**INSTRUCTIONS FOR THE TASK:** From the items below, extract every line that contains the string "shirt".

**RECORD LIST:**
[start]
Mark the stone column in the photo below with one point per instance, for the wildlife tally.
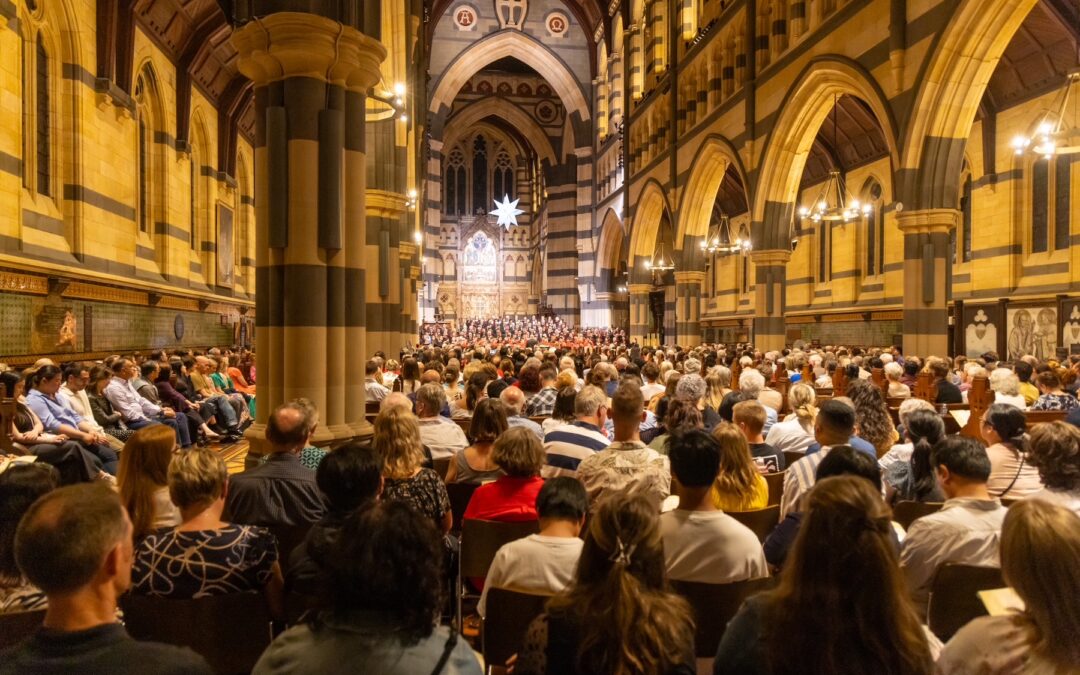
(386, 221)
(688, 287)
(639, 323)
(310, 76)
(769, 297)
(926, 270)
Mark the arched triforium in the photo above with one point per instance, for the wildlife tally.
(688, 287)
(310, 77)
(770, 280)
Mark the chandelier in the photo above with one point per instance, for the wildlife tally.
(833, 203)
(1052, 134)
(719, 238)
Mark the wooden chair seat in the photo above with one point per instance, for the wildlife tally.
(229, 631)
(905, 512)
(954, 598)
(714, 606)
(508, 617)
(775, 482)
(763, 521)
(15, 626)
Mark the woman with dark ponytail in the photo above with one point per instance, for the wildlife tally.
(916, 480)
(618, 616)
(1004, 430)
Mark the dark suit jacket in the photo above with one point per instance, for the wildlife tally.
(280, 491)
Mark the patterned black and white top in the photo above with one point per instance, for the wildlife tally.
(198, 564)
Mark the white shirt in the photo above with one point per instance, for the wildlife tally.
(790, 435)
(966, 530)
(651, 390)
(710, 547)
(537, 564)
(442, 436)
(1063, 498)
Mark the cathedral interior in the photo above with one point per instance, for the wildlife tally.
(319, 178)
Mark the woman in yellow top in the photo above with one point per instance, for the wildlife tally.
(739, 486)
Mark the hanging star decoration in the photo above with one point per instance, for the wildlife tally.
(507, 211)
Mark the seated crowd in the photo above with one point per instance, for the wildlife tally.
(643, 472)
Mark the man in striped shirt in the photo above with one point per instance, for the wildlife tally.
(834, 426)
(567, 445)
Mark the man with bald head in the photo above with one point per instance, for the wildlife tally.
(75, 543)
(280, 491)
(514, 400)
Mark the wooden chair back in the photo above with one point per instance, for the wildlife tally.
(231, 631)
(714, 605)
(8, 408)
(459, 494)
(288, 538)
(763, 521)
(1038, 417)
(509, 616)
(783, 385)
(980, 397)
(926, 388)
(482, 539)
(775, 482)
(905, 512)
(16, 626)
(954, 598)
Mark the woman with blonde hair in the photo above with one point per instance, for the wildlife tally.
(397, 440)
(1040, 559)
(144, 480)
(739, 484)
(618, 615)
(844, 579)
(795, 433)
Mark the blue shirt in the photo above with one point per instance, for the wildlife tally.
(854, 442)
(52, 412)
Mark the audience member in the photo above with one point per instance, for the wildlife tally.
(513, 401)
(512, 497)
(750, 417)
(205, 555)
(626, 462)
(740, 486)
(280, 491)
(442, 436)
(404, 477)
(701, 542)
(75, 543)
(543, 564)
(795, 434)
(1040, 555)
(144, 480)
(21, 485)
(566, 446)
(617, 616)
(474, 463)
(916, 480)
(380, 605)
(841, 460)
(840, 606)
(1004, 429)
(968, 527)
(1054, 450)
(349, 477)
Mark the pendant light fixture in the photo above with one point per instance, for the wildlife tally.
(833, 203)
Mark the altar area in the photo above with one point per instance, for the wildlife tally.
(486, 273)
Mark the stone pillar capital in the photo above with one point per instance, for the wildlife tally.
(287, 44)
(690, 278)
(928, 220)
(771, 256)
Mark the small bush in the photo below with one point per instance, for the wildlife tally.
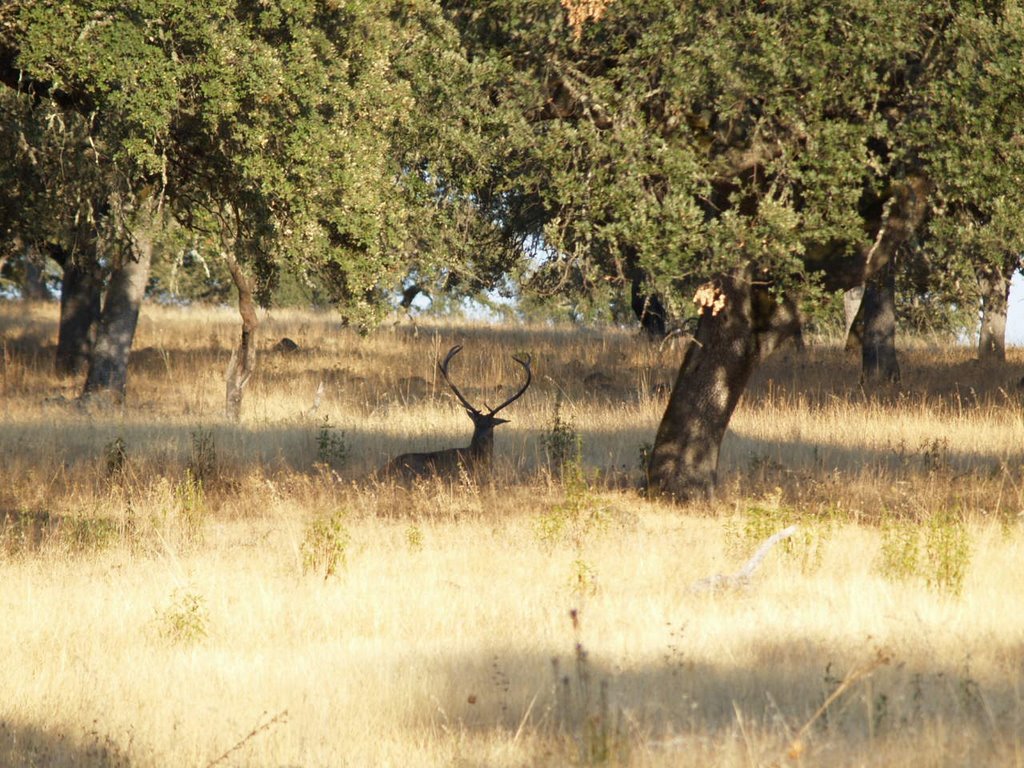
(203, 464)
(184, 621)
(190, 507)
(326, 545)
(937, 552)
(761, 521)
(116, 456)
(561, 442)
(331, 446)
[end]
[start]
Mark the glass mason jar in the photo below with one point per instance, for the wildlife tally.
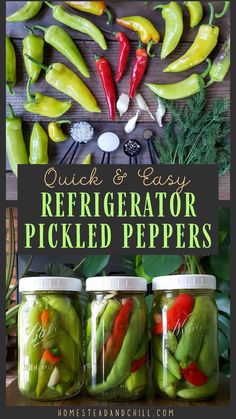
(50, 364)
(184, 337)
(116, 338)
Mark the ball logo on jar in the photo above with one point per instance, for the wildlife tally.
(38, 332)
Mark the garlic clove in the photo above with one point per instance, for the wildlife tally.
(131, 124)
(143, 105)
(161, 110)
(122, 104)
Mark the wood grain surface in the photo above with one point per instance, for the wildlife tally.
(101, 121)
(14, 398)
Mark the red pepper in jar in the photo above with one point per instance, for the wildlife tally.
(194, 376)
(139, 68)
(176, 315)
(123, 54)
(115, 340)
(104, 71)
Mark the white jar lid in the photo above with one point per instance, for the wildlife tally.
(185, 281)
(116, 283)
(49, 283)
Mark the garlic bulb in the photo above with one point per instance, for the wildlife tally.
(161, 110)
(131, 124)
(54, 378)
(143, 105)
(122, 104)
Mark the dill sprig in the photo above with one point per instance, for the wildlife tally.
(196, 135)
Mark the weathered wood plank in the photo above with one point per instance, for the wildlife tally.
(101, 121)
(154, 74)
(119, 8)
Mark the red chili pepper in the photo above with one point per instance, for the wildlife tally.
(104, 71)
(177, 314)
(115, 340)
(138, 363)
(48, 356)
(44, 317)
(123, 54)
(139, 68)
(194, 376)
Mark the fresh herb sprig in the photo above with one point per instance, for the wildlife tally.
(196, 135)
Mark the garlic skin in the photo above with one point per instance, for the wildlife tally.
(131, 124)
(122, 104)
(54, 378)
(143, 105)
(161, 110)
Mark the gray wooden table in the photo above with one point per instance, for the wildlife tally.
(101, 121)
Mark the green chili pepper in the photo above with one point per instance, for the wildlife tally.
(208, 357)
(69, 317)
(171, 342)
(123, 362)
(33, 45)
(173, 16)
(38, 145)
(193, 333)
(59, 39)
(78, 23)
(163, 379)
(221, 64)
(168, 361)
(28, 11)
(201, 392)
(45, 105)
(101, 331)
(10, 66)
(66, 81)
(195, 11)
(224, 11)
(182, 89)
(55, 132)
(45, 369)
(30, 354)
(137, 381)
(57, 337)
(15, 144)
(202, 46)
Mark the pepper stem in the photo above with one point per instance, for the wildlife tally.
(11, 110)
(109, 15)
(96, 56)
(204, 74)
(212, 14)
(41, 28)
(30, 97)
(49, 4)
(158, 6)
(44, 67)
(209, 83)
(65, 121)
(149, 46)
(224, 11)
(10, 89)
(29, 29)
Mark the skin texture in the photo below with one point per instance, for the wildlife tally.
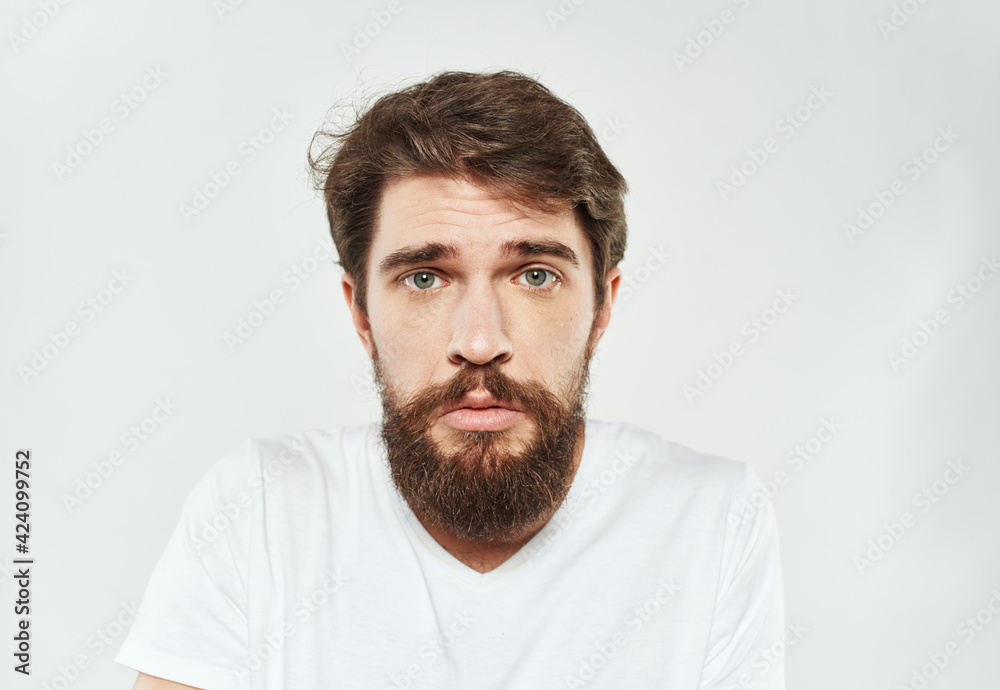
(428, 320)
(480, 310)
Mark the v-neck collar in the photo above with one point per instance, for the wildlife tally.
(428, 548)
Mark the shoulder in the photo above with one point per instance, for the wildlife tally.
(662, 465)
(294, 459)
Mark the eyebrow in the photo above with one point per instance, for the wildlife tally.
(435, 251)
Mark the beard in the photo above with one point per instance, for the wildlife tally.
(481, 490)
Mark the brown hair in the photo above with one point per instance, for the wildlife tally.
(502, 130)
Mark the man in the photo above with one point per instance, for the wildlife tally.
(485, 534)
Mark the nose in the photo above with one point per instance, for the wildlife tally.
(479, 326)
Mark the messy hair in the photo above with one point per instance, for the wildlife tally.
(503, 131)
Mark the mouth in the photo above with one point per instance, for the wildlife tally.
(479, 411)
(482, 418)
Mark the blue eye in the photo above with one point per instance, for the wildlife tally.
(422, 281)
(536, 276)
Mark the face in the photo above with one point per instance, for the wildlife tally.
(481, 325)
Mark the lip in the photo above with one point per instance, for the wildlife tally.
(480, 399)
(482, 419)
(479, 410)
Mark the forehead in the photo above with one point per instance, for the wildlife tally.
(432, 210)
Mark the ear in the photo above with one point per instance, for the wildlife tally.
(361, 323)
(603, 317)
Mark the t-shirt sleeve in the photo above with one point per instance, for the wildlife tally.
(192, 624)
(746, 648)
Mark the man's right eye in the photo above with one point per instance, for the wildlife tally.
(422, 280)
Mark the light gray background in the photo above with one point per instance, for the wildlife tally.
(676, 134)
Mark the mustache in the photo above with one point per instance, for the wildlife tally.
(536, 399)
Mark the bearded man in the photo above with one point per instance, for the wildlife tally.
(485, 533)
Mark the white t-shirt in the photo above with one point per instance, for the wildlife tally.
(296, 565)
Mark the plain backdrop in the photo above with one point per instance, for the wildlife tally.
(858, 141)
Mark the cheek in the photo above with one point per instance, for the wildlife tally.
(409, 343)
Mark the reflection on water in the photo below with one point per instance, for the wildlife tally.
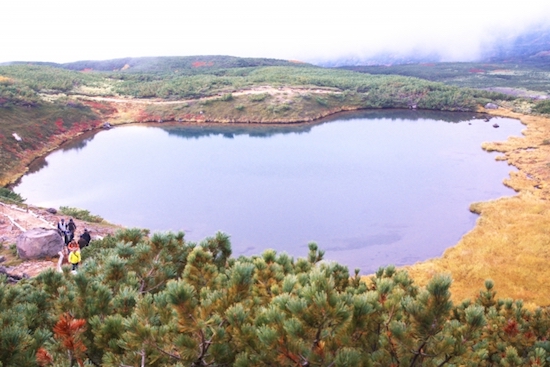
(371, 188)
[end]
**THE COMPLETED TASK:**
Mark the white shirt in the photo above with one point per instance, for the wildlife tally.
Mark the man in striped shirt in the photo above with one point per instance, for the wildlife tally.
Mark the blue shirt in the photo above with one point per instance, for the wildlife tally.
Mark the t-shirt sleeve in the photo above with one point per instance, for the wildlife tally.
Mark the white t-shirt in the photo above with one point per instance, for the wildlife tally.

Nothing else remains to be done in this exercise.